Quoted text start

# Raisins



## bill ace 350 (Sep 1, 2019)

Smoked a box of raisins today, just because I felt like it.

Spread them out on a screen,  cold smoked with hickory for about hour and a half.

Nice flavor.

will vacuum seal them for hunting season deer blind snack.


----------



## one eyed jack (Sep 1, 2019)

Interesting.  I'd try it.  Yellow or purple raisins?

Where's the pictures?


----------



## siege (Sep 1, 2019)

That sounds tasty, and the shelf life should be very good. The flavor profile would lend itself to pemmican sticks. I use dried cherries or cranberries in mine, with ground jerky and beef fat. I'll try smoked raisins next time. Thanks for the thought !


----------



## bill ace 350 (Sep 1, 2019)

purple.  no pictures.  not a big project, just did it.


----------



## one eyed jack (Sep 1, 2019)

bill ace 350 said:


> purple.  no pictures.  not a big project, just did it.



I gotcha.


----------



## bill ace 350 (Sep 2, 2019)

siege, I'd be interested in your pemmican recipe and process if you're willing to share.


----------



## gmc2003 (Sep 2, 2019)

Smoking raisins - never heard of that before. Glad they taste good. 

Point for a 1st
Chris


----------



## siege (Sep 2, 2019)

bill ace 350 said:


> siege, I'd be interested in your pemmican recipe and process if you're willing to share.

Quoted text end

• **Objective A**:
Rewrite everything from the start of the entries down to the line containing "top-left (432, 171), bottom-right (441, 179)", replacing "Analyze the following" with "Examine the following" and leaving all else unchanged.

Raw records start

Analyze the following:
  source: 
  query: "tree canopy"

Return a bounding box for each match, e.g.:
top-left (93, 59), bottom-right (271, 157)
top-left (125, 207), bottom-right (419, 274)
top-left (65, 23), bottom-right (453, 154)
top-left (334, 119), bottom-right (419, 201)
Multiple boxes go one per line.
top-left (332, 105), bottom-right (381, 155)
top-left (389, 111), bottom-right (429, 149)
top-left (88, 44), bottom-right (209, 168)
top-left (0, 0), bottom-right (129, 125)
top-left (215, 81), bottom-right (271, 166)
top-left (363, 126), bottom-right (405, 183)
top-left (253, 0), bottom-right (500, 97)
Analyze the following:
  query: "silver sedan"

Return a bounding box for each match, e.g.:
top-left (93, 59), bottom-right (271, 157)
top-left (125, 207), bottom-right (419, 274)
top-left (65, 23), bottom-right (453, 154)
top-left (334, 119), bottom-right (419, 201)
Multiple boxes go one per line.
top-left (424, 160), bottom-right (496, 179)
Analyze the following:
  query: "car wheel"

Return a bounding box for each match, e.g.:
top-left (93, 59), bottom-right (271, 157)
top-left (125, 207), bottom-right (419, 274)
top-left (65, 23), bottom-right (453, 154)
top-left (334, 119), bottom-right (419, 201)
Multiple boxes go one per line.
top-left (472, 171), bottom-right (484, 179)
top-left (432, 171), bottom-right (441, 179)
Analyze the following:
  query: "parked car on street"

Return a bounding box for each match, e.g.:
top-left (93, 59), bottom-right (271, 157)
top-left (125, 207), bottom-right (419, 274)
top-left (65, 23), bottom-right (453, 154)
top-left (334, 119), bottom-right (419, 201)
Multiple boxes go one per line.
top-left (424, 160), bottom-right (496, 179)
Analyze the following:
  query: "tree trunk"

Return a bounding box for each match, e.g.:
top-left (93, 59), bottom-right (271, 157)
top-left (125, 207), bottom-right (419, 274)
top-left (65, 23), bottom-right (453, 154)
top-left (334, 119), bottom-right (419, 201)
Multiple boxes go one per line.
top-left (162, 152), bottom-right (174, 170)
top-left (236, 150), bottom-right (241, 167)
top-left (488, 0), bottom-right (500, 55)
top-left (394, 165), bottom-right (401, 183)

Raw records end

• **Objective B**:
Decide whether each statement agrees with the raisins thread, answering yes or no and quoting the words that decide it: (i) bill ace 350 cold smoked the raisins with hickory for about an hour and a half; (ii) the raisins bill ace 350 smoked were yellow; (iii) siege uses dried cherries or cranberries in pemmican.

• **Full answer A**:
Examine the following:
  source: 
  query: "tree canopy"

Return a bounding box for each match, e.g.:
top-left (93, 59), bottom-right (271, 157)
top-left (125, 207), bottom-right (419, 274)
top-left (65, 23), bottom-right (453, 154)
top-left (334, 119), bottom-right (419, 201)
Multiple boxes go one per line.
top-left (332, 105), bottom-right (381, 155)
top-left (389, 111), bottom-right (429, 149)
top-left (88, 44), bottom-right (209, 168)
top-left (0, 0), bottom-right (129, 125)
top-left (215, 81), bottom-right (271, 166)
top-left (363, 126), bottom-right (405, 183)
top-left (253, 0), bottom-right (500, 97)
Examine the following:
  query: "silver sedan"

Return a bounding box for each match, e.g.:
top-left (93, 59), bottom-right (271, 157)
top-left (125, 207), bottom-right (419, 274)
top-left (65, 23), bottom-right (453, 154)
top-left (334, 119), bottom-right (419, 201)
Multiple boxes go one per line.
top-left (424, 160), bottom-right (496, 179)
Examine the following:
  query: "car wheel"

Return a bounding box for each match, e.g.:
top-left (93, 59), bottom-right (271, 157)
top-left (125, 207), bottom-right (419, 274)
top-left (65, 23), bottom-right (453, 154)
top-left (334, 119), bottom-right (419, 201)
Multiple boxes go one per line.
top-left (472, 171), bottom-right (484, 179)
top-left (432, 171), bottom-right (441, 179)

• **Full answer B**:
(i) Yes: "cold smoked with hickory for about hour and a half."
(ii) No: "purple."
(iii) Yes: "I use dried cherries or cranberries in mine"